TEXT PROVIDED:
*** Begin section ***
Natural flood management
NFM work included the creation of wetland features such as new pools and reedbeds, floodplain bunds to slow the flow within the floodplain, and in-channel features such as leaky dams and woody barriers. These green engineering options hold back water flow and spread it onto the floodplain when river levels are high. The overrall aim of the NFM solutions implemented at all three sites below was to mitigate flood risk, while simultaneously creating biodiversity-rich green spaces to support wildlife and help local communities connect with wild nature.
Work here was undertaken within the SSSI of Narborough Bog, which regularly floods with heavy rainfall. The aim was to slow the River Soar as it passes through the woodland. A large tree was felled across the river, while leaky dams were created by lying brash and cord logs across the site’s withy bed system, together with a number of large trees. An Oxbow pool was also bunded with a leaky dam structure constructed with trees and brash. All dam structures were secured using natural materials such as chestnut or other hardwood stakes and jute rope (the stakes were treated to increase their life expectancy in a wet woodland habitat).
*** End section ***
EXERCISE:
Carry on the natural flood management text from the end of its last paragraph.

Stored records:
*** Begin section ***
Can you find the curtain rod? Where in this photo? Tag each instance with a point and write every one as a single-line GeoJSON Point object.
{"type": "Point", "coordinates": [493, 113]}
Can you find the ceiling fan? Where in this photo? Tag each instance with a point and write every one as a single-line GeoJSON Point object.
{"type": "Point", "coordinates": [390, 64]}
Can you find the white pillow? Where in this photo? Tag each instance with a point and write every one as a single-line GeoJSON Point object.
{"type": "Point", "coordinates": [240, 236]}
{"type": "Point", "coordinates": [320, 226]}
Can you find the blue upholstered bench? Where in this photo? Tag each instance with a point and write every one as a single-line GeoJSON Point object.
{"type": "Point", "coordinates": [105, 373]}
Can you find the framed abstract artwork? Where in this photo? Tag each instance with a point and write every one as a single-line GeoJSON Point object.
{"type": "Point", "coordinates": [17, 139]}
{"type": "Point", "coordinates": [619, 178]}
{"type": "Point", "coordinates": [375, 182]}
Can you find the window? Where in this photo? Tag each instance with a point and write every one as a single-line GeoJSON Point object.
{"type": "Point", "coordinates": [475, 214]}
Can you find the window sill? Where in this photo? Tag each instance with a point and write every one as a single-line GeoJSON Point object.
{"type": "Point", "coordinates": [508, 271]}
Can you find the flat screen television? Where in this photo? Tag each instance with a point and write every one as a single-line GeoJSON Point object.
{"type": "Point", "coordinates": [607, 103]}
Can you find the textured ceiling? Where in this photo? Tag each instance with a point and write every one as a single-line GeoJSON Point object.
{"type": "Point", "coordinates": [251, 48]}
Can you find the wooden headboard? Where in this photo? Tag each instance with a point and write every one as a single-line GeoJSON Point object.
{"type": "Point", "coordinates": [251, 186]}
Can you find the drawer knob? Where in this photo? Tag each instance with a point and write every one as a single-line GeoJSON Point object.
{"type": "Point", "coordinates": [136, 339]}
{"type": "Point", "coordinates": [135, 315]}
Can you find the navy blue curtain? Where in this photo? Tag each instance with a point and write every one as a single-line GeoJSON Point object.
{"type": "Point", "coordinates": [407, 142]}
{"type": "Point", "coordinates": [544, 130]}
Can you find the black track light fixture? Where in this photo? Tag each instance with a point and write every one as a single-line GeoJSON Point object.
*** End section ***
RESULT:
Work undertaken included the establishment of a site compound, installation of 400 metres of aluminium trackway, and the excavation and removal from the site of 1000m3 of top and subsoils. This was a challenging site, with the river rising and flooding the work area on multiple occasions, necessitating the constant pumping of water to aid excavations. Work also had to respect the archaeology of the area, with an ancient bridge crossing the old river course and the possibility of finds during excavation.
Work here included the excavation of 1100m3 of top and subsoils to form a pond and bund area and the planting of 440 wetland trees, including three species of willow and alder. As per Enderby, work also had to respect the archaeology of the area, due to the close proximity of an iron age fort and other archaeological concerns. The site was also located within 250 metres of a great crested newt (GCN) pond – the topsoil strip was undertaken under a Natural England GCN licence, which saw the use of a sniffer dog and watching brief to hand search the excavation area before any work began.
The construction of the bund used mostly compacted topsoil. This was covered with compacted subsoil, then a natural jute geotextile, and then topped with more subsoil. It was then seeded with a wildflower mixture which had already started to germinate. Much like Enderby, the site suffered from regular flooding, as well as landowner and access issues. Work was also halted between March and August 2020 due to Covid-19.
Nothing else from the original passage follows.